Sterling weakens as low inflation levels disappoint the markets, where to next for the pair?

Sterling has fallen in value today after some disappointing data released this morning.

According to data from the Office for National Statistics (ONS) the consumer price index has hit a 1-year low last month. Although this was expected the figure is the lowest since March of 2017, and it showed 2.4%.

This lessens the possibility of a rate hike from the Bank of England later in the year, which is why the Pound has dropped in value. It’s worth noting that many within the financial markets had expected to see the base rate hiked last month and the chances of this happening this year have now slimmed, which is why GBP/EUR is a couple of cents lower now than it was just a few months back when hopes were high.

The Brexit negotiations and internal disputes are being discussed in parliament as we speak as UK Prime Minister, Theresa May hopes to bring about an agreement between her party.

[STORED DATA]
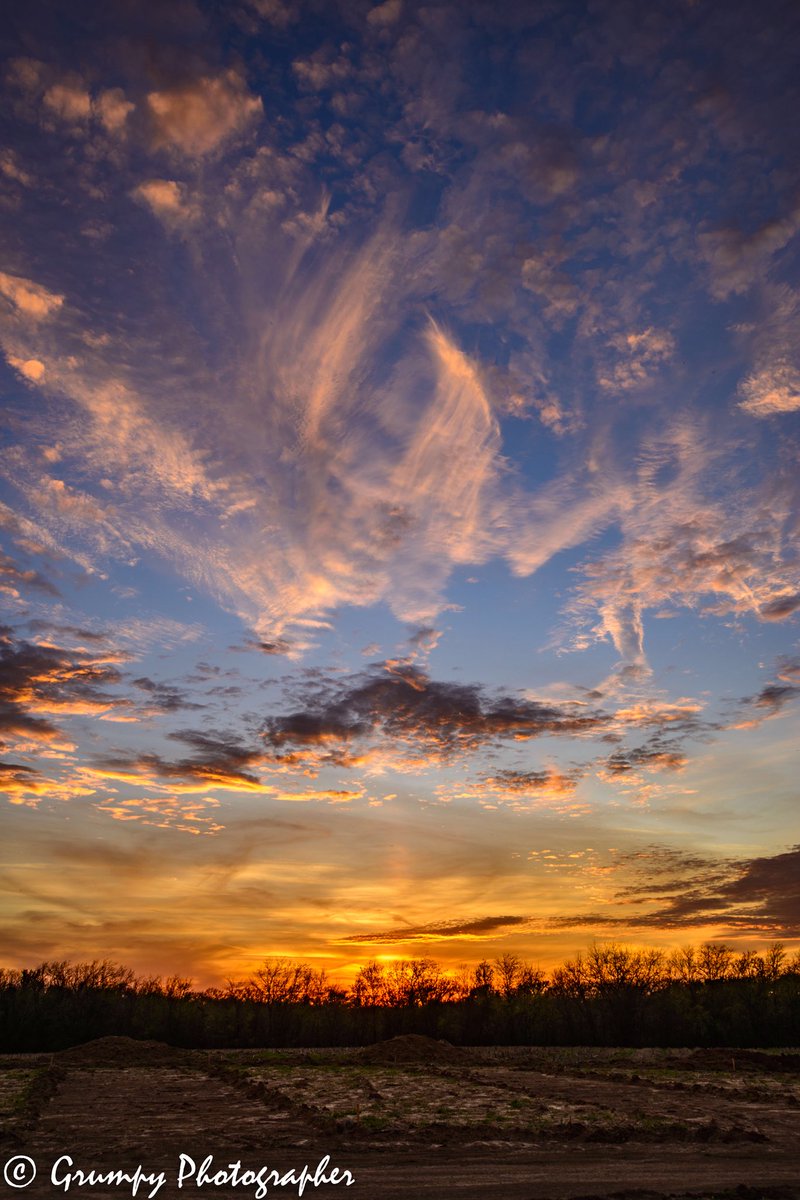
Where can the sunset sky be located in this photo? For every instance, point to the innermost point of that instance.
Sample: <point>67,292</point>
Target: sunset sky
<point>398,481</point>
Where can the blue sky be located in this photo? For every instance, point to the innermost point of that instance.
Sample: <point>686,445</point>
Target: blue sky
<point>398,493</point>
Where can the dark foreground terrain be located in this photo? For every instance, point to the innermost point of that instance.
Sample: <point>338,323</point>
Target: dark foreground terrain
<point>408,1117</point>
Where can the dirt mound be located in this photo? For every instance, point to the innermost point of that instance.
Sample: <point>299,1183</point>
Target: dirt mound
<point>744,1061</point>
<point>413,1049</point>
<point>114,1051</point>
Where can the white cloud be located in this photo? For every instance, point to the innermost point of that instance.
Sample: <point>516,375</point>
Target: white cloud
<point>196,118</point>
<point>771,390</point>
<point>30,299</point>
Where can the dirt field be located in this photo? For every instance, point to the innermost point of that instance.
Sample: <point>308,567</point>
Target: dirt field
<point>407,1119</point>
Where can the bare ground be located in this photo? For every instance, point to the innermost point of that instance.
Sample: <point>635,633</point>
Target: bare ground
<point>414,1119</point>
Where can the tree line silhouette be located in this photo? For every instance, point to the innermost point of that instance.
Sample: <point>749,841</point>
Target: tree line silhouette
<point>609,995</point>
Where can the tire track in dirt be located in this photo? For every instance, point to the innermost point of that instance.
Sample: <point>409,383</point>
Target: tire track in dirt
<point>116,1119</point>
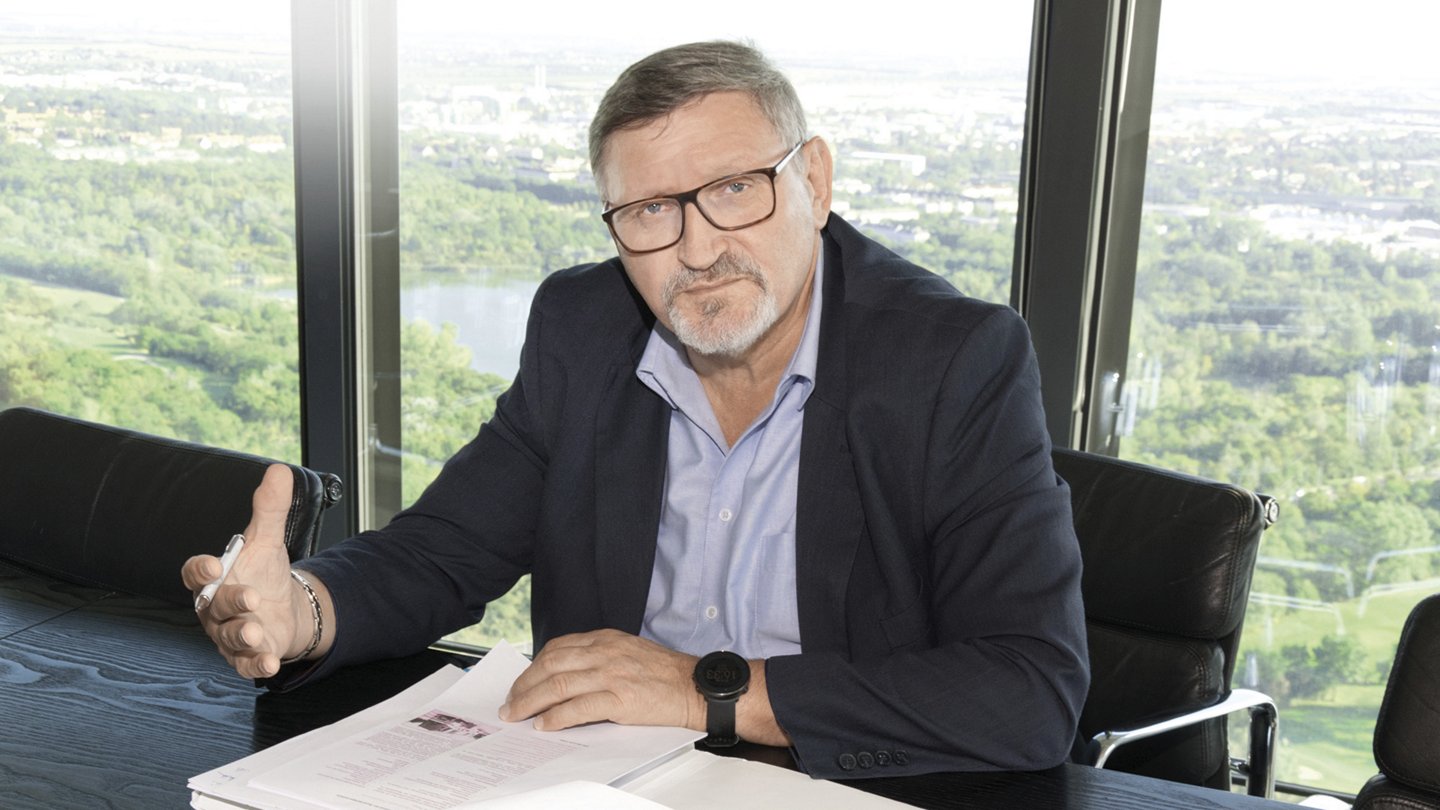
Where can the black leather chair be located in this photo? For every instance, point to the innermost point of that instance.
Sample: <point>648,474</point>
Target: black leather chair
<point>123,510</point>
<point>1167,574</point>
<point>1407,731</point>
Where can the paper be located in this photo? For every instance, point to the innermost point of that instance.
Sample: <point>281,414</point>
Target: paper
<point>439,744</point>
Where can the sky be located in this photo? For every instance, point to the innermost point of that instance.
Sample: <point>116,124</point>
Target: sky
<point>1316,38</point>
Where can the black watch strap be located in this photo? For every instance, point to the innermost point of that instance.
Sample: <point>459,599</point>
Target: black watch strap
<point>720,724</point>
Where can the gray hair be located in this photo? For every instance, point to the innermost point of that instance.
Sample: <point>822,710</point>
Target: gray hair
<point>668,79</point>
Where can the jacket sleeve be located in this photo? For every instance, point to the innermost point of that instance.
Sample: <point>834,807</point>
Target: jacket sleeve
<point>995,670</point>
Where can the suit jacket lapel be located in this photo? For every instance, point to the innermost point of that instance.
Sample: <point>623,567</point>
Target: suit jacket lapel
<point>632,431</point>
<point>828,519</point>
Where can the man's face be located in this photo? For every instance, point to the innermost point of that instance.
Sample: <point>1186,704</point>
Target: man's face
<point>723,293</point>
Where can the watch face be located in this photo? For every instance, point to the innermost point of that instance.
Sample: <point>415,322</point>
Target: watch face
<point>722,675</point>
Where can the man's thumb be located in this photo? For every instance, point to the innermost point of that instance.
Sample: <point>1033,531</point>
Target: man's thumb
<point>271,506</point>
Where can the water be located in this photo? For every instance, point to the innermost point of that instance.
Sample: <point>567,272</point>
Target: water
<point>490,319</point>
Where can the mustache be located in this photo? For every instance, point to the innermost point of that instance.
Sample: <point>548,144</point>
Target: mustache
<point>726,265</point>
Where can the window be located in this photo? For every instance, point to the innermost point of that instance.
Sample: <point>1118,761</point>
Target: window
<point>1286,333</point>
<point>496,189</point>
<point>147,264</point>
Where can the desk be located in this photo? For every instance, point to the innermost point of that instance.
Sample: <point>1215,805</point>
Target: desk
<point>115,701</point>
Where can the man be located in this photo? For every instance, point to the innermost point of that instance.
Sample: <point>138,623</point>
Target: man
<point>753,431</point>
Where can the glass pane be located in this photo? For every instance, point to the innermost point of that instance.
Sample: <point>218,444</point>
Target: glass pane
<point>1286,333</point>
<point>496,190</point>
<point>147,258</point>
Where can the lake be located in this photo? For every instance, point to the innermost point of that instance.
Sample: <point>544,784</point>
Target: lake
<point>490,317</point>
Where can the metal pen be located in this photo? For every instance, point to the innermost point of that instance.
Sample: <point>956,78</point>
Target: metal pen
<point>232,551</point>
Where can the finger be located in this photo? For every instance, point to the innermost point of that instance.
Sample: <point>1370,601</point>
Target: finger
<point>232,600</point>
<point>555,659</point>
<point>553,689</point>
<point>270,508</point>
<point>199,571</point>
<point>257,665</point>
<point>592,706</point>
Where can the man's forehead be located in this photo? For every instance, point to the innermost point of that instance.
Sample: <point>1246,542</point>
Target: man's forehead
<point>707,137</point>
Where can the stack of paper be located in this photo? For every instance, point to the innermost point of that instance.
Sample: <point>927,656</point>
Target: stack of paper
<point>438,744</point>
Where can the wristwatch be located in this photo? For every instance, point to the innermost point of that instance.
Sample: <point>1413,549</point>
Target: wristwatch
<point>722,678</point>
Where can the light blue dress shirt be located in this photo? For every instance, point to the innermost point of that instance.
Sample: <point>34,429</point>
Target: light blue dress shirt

[WRITTEN EXERCISE] Write out the stretch of the sterling article from "Sterling has fallen" through "hopes were high.", word for word.

[EXERCISE OUTPUT]
Sterling has fallen in value today after some disappointing data released this morning.

According to data from the Office for National Statistics (ONS) the consumer price index has hit a 1-year low last month. Although this was expected the figure is the lowest since March of 2017, and it showed 2.4%.

This lessens the possibility of a rate hike from the Bank of England later in the year, which is why the Pound has dropped in value. It’s worth noting that many within the financial markets had expected to see the base rate hiked last month and the chances of this happening this year have now slimmed, which is why GBP/EUR is a couple of cents lower now than it was just a few months back when hopes were high.